Segment Start: Task data

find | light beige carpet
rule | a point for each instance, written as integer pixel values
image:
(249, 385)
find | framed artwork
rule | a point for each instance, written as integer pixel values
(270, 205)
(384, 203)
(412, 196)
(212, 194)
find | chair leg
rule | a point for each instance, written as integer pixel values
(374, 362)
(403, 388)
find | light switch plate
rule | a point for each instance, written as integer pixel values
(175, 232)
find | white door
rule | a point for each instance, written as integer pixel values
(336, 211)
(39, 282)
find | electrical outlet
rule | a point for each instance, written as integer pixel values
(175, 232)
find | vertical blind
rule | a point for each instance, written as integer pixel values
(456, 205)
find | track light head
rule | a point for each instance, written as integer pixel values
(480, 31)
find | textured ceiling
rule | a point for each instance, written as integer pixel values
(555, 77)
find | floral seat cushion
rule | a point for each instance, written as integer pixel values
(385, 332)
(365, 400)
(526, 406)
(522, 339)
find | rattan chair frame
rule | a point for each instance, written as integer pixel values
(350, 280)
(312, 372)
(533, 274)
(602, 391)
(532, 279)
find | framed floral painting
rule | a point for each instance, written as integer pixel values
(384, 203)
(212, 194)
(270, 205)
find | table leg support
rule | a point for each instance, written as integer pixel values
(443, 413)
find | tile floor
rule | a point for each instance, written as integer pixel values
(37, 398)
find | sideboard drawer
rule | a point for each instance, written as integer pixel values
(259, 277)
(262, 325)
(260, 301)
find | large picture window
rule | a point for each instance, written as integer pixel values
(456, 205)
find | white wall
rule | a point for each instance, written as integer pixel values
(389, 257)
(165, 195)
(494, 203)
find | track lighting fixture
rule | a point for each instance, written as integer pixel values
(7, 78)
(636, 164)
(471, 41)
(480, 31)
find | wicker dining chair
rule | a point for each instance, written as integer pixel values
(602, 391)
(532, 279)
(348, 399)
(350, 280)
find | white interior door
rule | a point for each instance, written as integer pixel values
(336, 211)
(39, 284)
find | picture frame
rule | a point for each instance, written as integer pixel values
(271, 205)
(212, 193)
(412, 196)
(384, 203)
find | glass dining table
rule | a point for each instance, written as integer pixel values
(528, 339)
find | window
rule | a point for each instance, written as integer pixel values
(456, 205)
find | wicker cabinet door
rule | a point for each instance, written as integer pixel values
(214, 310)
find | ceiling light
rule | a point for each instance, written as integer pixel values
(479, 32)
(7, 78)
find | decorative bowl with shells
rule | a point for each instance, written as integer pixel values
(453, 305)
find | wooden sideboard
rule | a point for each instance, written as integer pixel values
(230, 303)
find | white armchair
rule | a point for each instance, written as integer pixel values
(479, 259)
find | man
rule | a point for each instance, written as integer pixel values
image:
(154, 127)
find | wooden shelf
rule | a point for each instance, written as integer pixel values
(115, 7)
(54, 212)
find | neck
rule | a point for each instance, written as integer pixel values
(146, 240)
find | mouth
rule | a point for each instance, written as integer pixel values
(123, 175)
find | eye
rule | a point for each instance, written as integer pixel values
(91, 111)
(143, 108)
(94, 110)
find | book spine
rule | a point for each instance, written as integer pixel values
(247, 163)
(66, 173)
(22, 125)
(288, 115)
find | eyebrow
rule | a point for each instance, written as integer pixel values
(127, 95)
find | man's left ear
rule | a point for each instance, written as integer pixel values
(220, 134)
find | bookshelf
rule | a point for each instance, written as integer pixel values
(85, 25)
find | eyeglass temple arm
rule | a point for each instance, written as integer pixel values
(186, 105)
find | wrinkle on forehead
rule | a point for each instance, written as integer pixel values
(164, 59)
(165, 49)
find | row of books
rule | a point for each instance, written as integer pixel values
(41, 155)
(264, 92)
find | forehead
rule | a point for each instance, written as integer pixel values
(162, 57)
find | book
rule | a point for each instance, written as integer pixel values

Segment End: Task data

Using only the listing above, restate exactly the lines from the line containing "find | wooden shelf" through the line containing "find | bookshelf", both included.

find | wooden shelf
rule | a point for each instance, written as integer pixel values
(115, 7)
(54, 212)
find | neck
rule | a point for each instance, written as integer pixel values
(146, 240)
find | mouth
rule | a point for each instance, written as integer pixel values
(123, 175)
find | eye
rule | a point for each instance, written as integer pixel values
(91, 111)
(143, 108)
(94, 110)
find | book spine
rule | a point for each instance, written as integer pixel values
(247, 163)
(66, 173)
(22, 125)
(288, 115)
find | eyebrow
rule | a point for each instance, written as integer pixel values
(127, 95)
find | man's left ear
rule | a point for each instance, written as integer pixel values
(220, 134)
find | bookshelf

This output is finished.